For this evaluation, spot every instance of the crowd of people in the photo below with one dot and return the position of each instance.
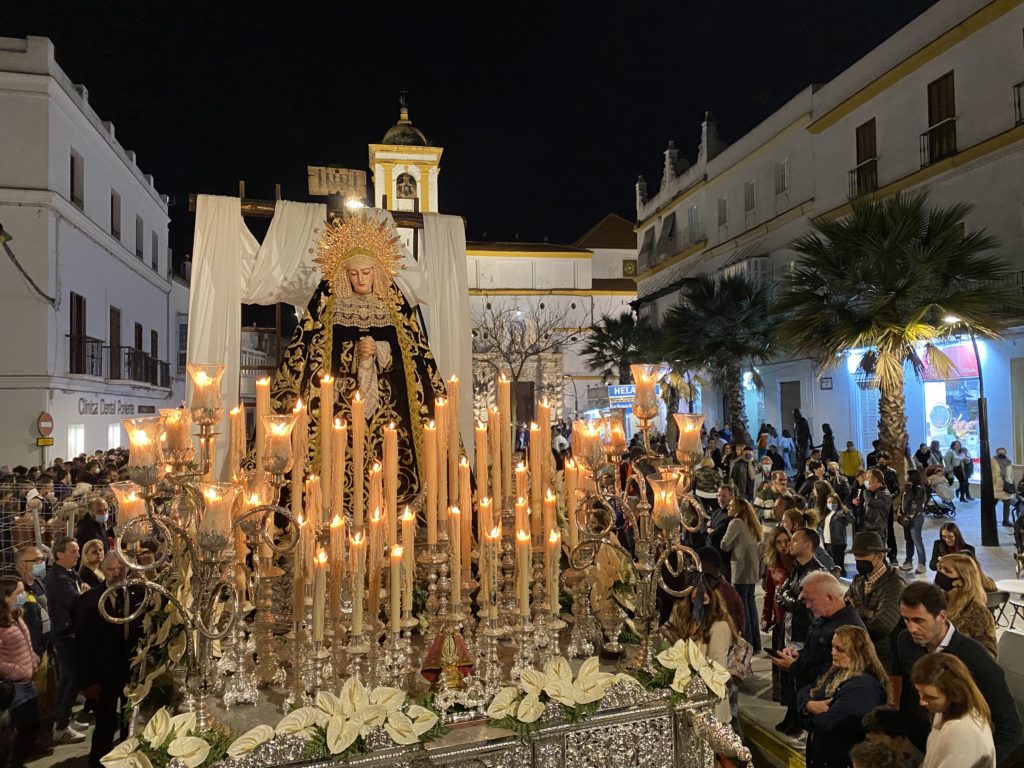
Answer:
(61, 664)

...

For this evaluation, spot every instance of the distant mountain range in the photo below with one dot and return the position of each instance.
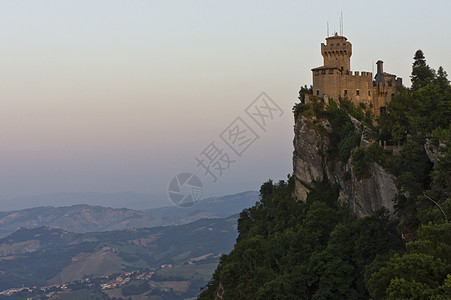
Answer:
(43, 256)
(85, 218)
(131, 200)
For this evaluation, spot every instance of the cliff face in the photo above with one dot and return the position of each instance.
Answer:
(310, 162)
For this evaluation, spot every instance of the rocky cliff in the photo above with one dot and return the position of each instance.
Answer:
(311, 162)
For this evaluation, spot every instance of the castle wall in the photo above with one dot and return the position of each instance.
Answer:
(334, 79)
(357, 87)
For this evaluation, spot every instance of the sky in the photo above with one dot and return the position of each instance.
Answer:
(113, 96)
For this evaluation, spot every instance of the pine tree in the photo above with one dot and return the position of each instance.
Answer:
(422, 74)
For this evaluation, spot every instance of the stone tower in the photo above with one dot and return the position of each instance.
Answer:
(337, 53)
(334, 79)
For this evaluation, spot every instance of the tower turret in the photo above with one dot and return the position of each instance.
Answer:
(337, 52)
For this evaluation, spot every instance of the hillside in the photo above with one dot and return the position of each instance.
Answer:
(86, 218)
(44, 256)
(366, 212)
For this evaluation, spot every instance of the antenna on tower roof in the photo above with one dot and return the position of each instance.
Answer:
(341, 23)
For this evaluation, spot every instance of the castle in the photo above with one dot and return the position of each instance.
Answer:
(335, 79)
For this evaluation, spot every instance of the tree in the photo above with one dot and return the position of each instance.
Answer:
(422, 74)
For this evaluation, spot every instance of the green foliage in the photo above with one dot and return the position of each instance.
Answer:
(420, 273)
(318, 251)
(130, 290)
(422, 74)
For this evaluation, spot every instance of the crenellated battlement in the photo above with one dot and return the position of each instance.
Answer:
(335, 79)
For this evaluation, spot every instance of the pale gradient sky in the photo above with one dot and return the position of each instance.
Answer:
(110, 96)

> [STATED EXERCISE]: Extract each line from the items above that contains the word "castle".

> [THE OUTPUT]:
For this evaluation, spot every instance of the castle wall in the photo above with one dot and return the position of each instance.
For this evaluation, spot every instance of the castle in the photo above with one dot and return the position of each instance.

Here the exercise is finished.